Entries from an annotation dataset
====

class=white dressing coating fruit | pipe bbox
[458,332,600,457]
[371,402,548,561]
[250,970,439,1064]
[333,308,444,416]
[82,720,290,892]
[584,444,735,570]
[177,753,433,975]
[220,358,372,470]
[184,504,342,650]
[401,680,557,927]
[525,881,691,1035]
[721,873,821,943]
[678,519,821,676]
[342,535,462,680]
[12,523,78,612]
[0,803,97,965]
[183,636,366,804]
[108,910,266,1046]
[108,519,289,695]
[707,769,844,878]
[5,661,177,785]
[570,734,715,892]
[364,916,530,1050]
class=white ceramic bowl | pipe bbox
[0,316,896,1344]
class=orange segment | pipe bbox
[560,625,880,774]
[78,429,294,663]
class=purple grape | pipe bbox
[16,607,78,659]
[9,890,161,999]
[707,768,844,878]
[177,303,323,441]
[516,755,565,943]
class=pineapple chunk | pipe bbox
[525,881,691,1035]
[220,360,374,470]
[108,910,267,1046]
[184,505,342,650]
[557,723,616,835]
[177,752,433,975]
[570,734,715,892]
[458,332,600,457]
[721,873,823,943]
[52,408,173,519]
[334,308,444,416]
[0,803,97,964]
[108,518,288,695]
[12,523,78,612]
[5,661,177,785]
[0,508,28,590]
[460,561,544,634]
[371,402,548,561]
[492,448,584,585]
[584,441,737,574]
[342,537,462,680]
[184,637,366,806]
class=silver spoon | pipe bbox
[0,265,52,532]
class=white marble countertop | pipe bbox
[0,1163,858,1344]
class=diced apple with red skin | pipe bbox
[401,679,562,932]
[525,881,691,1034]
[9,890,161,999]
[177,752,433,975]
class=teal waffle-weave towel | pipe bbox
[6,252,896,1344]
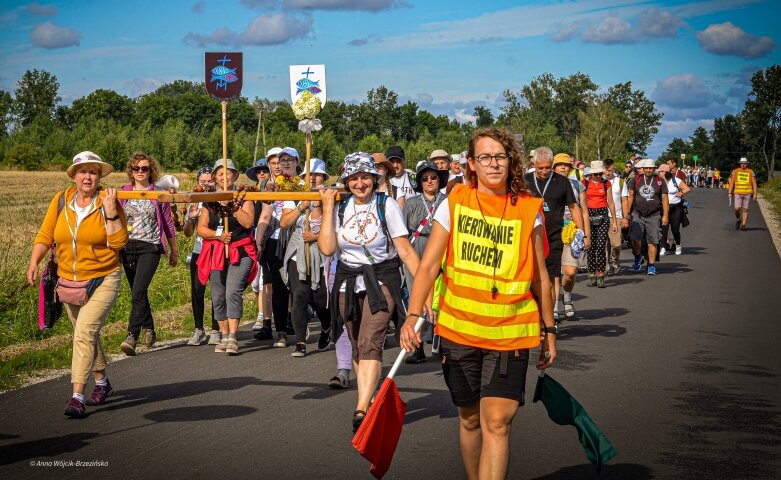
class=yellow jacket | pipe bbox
[34,187,128,280]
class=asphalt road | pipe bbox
[0,186,781,480]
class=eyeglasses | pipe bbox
[477,153,510,167]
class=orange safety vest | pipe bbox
[436,185,542,350]
[732,168,754,195]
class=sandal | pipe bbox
[353,410,366,433]
[328,374,350,389]
[225,333,239,355]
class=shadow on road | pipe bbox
[532,463,655,480]
[95,377,264,413]
[557,325,626,340]
[0,432,100,465]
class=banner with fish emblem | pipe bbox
[290,65,326,108]
[204,52,244,100]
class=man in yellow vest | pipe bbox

====

### REQUIREMENTS
Rewrite the part of the data that opens with the line containing "class=orange safety vest | pipe bbox" and closes at the end of the data, keeping every line. Multiply each bounding box coordinate by 1.3 and round it to a whole number, rounding halves up.

### FINAL RESULT
class=orange safety vest | pipe bbox
[567,241,705,455]
[952,218,980,254]
class=sandal | pipe bbox
[459,533,476,563]
[426,486,455,506]
[293,433,311,462]
class=shadow on road | pipe bbox
[692,602,852,624]
[124,490,343,537]
[724,423,814,442]
[0,562,130,605]
class=banner with fish emblem | pipe bbox
[377,85,424,140]
[265,68,317,130]
class=man in yellow vest | pipe bbox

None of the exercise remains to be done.